◆ Task prompt ◆
Locate the line that contains "query | parked car". Print it and every subsequent line through the final line of the records, exactly and only those.

Start of Records for the task

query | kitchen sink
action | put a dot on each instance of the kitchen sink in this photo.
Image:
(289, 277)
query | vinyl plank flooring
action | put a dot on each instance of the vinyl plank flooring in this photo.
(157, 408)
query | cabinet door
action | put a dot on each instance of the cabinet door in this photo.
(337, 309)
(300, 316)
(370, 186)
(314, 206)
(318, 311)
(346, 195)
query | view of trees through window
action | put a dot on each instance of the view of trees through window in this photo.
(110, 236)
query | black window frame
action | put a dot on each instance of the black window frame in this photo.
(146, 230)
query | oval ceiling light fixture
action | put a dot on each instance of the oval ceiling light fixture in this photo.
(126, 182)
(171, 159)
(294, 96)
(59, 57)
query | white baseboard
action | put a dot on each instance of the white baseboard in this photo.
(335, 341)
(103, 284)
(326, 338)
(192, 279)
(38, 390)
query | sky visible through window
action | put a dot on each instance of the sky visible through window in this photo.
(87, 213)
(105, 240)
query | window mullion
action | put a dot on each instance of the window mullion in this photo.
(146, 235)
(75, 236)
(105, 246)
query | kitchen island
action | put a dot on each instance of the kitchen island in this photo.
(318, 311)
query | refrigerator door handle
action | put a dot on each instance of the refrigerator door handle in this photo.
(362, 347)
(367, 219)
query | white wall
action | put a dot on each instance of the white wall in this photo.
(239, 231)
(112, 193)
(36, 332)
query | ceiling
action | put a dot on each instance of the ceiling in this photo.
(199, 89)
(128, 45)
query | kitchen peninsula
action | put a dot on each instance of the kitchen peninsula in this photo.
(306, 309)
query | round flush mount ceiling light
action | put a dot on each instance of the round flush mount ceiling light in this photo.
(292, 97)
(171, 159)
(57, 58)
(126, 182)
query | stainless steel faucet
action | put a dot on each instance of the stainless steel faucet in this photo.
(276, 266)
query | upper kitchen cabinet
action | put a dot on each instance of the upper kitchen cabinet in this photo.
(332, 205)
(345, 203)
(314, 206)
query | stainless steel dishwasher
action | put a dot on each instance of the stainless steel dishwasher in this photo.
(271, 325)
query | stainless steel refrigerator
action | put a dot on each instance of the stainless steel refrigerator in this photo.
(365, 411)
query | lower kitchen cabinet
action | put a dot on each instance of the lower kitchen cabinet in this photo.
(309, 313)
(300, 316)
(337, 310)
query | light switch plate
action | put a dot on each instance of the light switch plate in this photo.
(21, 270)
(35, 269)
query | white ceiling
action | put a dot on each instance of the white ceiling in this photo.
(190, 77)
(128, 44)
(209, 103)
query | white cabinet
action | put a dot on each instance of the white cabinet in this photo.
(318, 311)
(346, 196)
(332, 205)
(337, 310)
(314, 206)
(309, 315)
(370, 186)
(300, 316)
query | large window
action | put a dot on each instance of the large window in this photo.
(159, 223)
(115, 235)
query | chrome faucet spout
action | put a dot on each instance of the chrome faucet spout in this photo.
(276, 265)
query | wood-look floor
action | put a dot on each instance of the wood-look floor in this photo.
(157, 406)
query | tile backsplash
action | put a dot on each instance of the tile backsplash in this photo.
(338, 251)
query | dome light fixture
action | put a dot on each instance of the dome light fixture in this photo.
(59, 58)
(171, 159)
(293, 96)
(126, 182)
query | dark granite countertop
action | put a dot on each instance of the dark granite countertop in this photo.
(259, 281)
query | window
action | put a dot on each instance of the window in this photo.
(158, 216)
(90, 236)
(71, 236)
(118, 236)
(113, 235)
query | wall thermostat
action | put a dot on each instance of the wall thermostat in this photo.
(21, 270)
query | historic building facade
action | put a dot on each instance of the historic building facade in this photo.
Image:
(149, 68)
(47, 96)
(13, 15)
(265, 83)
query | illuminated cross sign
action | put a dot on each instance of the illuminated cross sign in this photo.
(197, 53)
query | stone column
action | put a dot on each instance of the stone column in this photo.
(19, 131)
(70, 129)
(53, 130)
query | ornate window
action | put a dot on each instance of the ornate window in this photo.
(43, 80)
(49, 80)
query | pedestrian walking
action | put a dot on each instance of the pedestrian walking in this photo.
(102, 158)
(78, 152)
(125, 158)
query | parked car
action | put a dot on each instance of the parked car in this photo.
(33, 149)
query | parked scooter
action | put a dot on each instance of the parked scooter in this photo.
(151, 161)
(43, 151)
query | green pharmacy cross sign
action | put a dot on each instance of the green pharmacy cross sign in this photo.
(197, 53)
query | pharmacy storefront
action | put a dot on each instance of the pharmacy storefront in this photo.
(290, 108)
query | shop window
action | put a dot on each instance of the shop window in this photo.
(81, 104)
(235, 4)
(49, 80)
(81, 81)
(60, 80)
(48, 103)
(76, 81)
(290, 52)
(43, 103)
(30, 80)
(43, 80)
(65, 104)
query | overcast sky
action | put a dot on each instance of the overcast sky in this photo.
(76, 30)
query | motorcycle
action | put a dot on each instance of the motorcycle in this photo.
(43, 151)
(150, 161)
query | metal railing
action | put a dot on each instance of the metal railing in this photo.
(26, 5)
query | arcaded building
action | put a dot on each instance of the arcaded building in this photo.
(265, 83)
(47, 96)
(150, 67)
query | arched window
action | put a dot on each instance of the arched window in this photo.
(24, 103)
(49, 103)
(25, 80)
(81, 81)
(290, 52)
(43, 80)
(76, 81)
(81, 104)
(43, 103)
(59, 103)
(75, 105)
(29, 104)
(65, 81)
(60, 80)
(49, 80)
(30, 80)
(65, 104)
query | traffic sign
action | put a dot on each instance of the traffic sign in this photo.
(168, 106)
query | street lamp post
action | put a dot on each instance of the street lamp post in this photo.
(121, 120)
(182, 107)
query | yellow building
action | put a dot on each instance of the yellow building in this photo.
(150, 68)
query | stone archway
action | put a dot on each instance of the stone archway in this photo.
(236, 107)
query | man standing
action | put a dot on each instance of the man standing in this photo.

End of Records for the task

◆ Result for this task ◆
query | parked car
action | put a dot on each instance of the parked car in this photo.
(33, 149)
query | parked scooter
action | put a dot on each instance of the parked scooter in this photo.
(151, 161)
(43, 151)
query | green pharmacy cross sign
action | put a dot on each instance of the green pharmacy cross sign in this photo.
(197, 53)
query | pharmacy storefront
action | put a dot on each instance of the pharmacy storefront in this photo.
(290, 108)
query | shop window
action | put a dot on each instance of the shop window in this photo.
(81, 104)
(235, 4)
(49, 80)
(81, 81)
(60, 80)
(48, 103)
(76, 81)
(290, 52)
(43, 103)
(30, 80)
(43, 80)
(65, 104)
query | overcast sky
action | put a dot on each instance of the overcast sky in this photo.
(76, 30)
query | motorcycle
action | put a dot on each instance of the motorcycle in this photo.
(43, 151)
(150, 161)
query | metal railing
action | put a dot on each instance of the metal railing in this photo.
(26, 5)
query | arcaded building
action | put a dot on each instance of the arcaded building in this photo.
(265, 83)
(47, 96)
(150, 67)
query | arched window
action | put a dot on each instance of the arched window in this photo.
(24, 103)
(49, 103)
(25, 80)
(81, 81)
(290, 52)
(43, 80)
(76, 81)
(81, 104)
(43, 103)
(59, 103)
(75, 105)
(29, 104)
(65, 81)
(60, 80)
(49, 80)
(30, 80)
(65, 104)
query | traffic sign
action | put a dot on each instance of the traffic sign in this photo.
(168, 106)
query | street lamp post
action | put a dot on each instance of the street lamp post in this photo.
(121, 120)
(182, 107)
query | yellow building
action | put a dot on each instance of the yellow building in this photo.
(150, 68)
query | stone archway
action | put a dot on each instance of the stone archway in this photo.
(236, 107)
query | man standing
action | put a dot on each instance of the man standing in this photo.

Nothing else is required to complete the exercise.